### What this task involves
In your copy, include every line of the listing below exactly but none of the pictures.

### Records to use
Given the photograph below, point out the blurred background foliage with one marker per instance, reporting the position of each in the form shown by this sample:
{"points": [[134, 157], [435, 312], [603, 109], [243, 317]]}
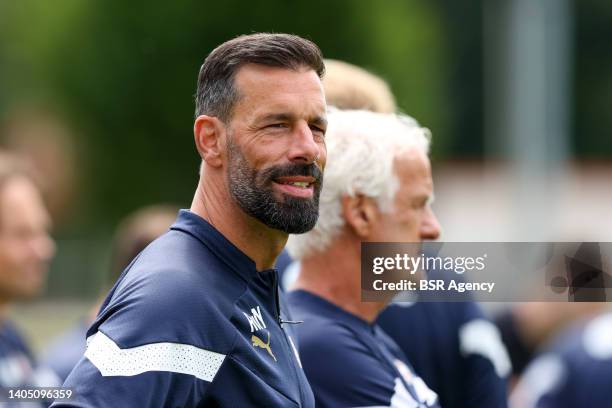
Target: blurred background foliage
{"points": [[121, 76]]}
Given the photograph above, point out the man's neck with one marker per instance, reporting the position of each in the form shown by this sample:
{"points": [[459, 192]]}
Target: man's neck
{"points": [[259, 242], [335, 275]]}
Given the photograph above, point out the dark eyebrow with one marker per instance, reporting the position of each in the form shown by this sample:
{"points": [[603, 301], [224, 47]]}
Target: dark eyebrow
{"points": [[287, 117], [319, 121], [281, 117]]}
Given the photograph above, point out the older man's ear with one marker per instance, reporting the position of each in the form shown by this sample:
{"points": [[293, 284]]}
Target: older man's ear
{"points": [[209, 135], [360, 214]]}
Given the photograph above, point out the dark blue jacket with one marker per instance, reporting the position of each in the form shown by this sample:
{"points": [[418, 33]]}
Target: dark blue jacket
{"points": [[351, 363], [191, 322]]}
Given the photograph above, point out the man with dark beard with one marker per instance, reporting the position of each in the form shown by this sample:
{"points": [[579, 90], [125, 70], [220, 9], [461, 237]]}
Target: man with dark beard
{"points": [[197, 318]]}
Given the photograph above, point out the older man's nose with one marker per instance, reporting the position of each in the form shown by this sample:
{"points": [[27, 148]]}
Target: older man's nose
{"points": [[303, 145], [430, 227]]}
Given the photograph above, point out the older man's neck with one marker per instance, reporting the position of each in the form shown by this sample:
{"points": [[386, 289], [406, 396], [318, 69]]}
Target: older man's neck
{"points": [[335, 275], [257, 241]]}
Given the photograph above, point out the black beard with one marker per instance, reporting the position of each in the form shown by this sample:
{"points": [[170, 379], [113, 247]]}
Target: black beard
{"points": [[253, 191]]}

### Task response
Given the photograph below, point out the blurred background foliage with one marker per instance, reporting the position of each in the form shown by this sample:
{"points": [[134, 157], [435, 312], [603, 109], [243, 317]]}
Target: blurred background foliage
{"points": [[121, 76]]}
Given the photograph above, point out the man's neck with one marker per instance, reporting the position of each in the form shown by this sample:
{"points": [[459, 192]]}
Target: man's neck
{"points": [[259, 242], [335, 275]]}
Given the photograph above, point out the dark eyebrow with one marker per instance, reporting the position of each in the form shown by this sample:
{"points": [[603, 301], [224, 47]]}
Target: dark eyebrow
{"points": [[287, 117], [319, 121], [281, 117]]}
Given the photograph above, point out the older man's ear with one marker per instance, reporting the position of each in the form shown by this sample:
{"points": [[293, 284]]}
Target: older man's ear
{"points": [[209, 135], [360, 214]]}
Given the photograph above, point out the dark blue jacket with one marker per instance, reporting the position of each in the form shown by this sample:
{"points": [[418, 33]]}
Target: dark blue jacket
{"points": [[351, 363], [191, 322]]}
Given the photograph above, point out the man with dark beard with one marker per instance, reporting the position of each in the form shown by this sample:
{"points": [[579, 90], [125, 70], [220, 9], [461, 237]]}
Target: man with dark beard
{"points": [[197, 318]]}
Given the photograph above, point out the older man's nose with one marker per instance, reporting the position of each in the form shown by this sample:
{"points": [[27, 148]]}
Target: older man's nose
{"points": [[303, 145], [430, 227]]}
Given the photograph above, point out the older man's neck with one marker per instance, reporting the position of each in the form shown by this sample:
{"points": [[386, 289], [406, 396], [318, 69]]}
Target: older man's neck
{"points": [[335, 275], [257, 241]]}
Given the photograph above, point out the black beard with one marker per instance, reporting the position of each in the form shown by this sample:
{"points": [[170, 379], [113, 247]]}
Target: black beard
{"points": [[253, 191]]}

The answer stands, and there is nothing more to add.